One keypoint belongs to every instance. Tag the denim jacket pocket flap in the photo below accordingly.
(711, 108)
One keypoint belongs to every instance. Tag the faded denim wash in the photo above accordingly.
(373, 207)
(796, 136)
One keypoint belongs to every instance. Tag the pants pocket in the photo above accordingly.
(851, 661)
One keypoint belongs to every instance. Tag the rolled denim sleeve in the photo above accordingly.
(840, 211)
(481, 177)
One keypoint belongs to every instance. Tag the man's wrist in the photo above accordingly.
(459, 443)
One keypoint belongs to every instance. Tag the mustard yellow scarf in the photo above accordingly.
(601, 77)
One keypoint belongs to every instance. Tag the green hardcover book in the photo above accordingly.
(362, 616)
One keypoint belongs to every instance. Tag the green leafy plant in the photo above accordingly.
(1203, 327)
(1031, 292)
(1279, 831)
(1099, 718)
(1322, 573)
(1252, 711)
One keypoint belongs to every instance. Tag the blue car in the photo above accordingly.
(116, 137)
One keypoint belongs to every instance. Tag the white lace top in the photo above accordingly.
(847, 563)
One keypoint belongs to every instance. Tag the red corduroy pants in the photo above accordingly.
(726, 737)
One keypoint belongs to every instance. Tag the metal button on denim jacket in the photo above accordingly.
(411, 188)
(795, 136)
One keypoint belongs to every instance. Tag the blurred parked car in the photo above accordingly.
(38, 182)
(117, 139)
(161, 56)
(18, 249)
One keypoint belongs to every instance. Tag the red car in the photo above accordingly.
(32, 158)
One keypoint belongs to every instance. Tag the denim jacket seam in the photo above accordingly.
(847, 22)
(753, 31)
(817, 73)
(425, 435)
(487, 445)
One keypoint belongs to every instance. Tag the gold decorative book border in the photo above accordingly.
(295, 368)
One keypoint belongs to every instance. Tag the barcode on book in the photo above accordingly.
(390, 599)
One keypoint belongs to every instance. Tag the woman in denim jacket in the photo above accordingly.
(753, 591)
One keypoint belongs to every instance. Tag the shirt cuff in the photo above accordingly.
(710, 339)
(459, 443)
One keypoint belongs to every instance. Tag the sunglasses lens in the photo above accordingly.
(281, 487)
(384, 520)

_ _ _

● Directions for this task:
Copy out every line of the data above, word for word and unchanged.

● Response:
One keypoint belongs to every instance. Tag the denim jacket pocket flap in the photo below accordingly.
(711, 108)
One keypoint belongs to every instance. Tag the faded denim wash in the photo above accordingly.
(373, 207)
(796, 136)
One keypoint belongs to every instance. Tag the pants pocket in the photo above accordingly.
(851, 661)
One keypoint belongs to every instance. Tag the rolled denim sleeve in the photo above accordingly.
(840, 211)
(481, 177)
One keypoint belongs to every instance. Tag the man's wrist in the photo above accordingly.
(459, 443)
One keypoint belongs to every instance. Tag the mustard yellow scarf in the photo above accordingly.
(601, 77)
One keypoint belongs to every instance. Tag the green hardcover book in the photo above accordingly.
(362, 616)
One keypoint belongs to every instance. Tag the green leafy plant in the photo above accordingly.
(1203, 327)
(1031, 292)
(1279, 831)
(1099, 718)
(1322, 573)
(1252, 711)
One keypoint belongs to every instance. Tag the blue car in the photo above accordingly.
(116, 137)
One keypoint belongs to every instance. Tag the white lace top in the photo above accordingly.
(847, 563)
One keypoint belongs to every instance. Tag the red corduroy pants in the photo above accordingly.
(726, 737)
One keypoint belongs to every instance. Tag the metal button on denim jacket in the photo above accordingly.
(411, 188)
(795, 136)
One keypoint belongs to every instance. Tag the blurred parked car in the photo above accordingly.
(38, 182)
(117, 139)
(161, 56)
(18, 249)
One keypoint belongs to every instance. Tag the red car in the photo above accordingly.
(32, 158)
One keypoint belongs to every instance. Tag the denim jacket seam in the photo above accordingly.
(847, 22)
(753, 31)
(817, 73)
(425, 435)
(487, 445)
One keypoint belongs to every instance. Tag the gold decorative book border in the photo above accordingly.
(295, 368)
One keypoint belongs to every instance. Tag the barcode on book in the photo above accordingly.
(390, 599)
One keypoint belongs to every instance. Tag the woman in denim jacket in the photo above accordingly.
(753, 591)
One keypoint belongs to every instance. Tag the shirt cuff in the photo above accordingly.
(710, 339)
(459, 443)
One keypoint belongs to every instance. Tag the sunglasses lens in the photo above accordingly.
(281, 487)
(384, 520)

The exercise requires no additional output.